Exercise goal
Rewrite the listing below, replacing "innermost point" with "central point" and leaving everything else unchanged.

* START Given entries *

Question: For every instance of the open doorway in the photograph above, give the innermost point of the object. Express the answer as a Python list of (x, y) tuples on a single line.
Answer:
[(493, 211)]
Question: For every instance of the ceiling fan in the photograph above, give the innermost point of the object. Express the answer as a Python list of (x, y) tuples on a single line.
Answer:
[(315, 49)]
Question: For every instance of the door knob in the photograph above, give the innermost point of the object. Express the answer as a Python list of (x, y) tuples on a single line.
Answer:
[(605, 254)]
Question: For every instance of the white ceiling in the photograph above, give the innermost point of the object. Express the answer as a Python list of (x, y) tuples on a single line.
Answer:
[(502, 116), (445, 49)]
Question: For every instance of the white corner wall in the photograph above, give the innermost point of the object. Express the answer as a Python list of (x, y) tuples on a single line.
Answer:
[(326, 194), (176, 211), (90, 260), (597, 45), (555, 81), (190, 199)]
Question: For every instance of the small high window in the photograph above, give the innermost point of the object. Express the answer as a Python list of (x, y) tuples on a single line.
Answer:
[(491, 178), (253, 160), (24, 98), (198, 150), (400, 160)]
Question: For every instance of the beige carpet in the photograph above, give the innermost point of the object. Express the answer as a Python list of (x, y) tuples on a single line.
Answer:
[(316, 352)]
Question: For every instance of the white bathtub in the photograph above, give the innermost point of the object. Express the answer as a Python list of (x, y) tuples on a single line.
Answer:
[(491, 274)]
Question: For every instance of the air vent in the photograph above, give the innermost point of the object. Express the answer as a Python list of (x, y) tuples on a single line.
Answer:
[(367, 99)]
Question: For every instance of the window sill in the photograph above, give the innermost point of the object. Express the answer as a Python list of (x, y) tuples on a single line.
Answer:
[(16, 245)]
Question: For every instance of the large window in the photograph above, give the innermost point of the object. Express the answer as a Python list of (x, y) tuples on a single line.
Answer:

* END Given entries *

Solution
Question: For every instance of the open doorway in the photograph above, give the central point of the object. Express the answer as a Python list of (x, y) tuples on a single line.
Answer:
[(493, 211)]
Question: For every instance of the ceiling fan in the photograph above, give the central point of the object. Express the answer as a Python list of (x, y) tuples on a single line.
Answer:
[(315, 49)]
Question: For every instance of the door knob in the photograph above, give the central point of the object. Express the answer as a Python list of (x, y) tuples on a single line.
Answer:
[(605, 254)]
Question: For every instance of the white ceiling in the photograph above, give the central point of the object. Express the answer as a Python list of (x, y) tuples on a single line.
Answer:
[(502, 116), (445, 49)]
Question: For every instance of the white corner wall in the photograph above, give the central point of the object. Express the answer as a Python list of (x, y) tuples on a single line.
Answer:
[(326, 194), (176, 211), (90, 260), (597, 45), (555, 81), (190, 199)]
Question: For every instance of the small high window in the photograph above, give the central point of the object. Express the answer as a Python list of (x, y) tuples on a single line.
Answer:
[(491, 178), (253, 160), (24, 98), (198, 150), (400, 160)]
Question: For every instance of the beige carpet in the photograph above, give the central point of the object. Express the answer as a Python list of (x, y) tuples on a single line.
Answer:
[(316, 352)]
Question: For every instance of the white bathtub in the photograph above, give the central point of the object. Express the answer as a Python list of (x, y) tuples on a single line.
Answer:
[(491, 274)]
Question: For every instance of the air vent in the photograph above, give the central point of the object. Express the answer as a Python list of (x, y) tuples on a single line.
Answer:
[(367, 99)]
Question: For every instance of the window sill in the photograph above, give the central point of the object. Express the answer as a Python list of (x, y) tuples on a single line.
Answer:
[(16, 245)]
Question: For every instance of the large window in the photograph above, give the central point of the object. Express the answer as a Python list of (x, y) tuples on a single line.
Answer:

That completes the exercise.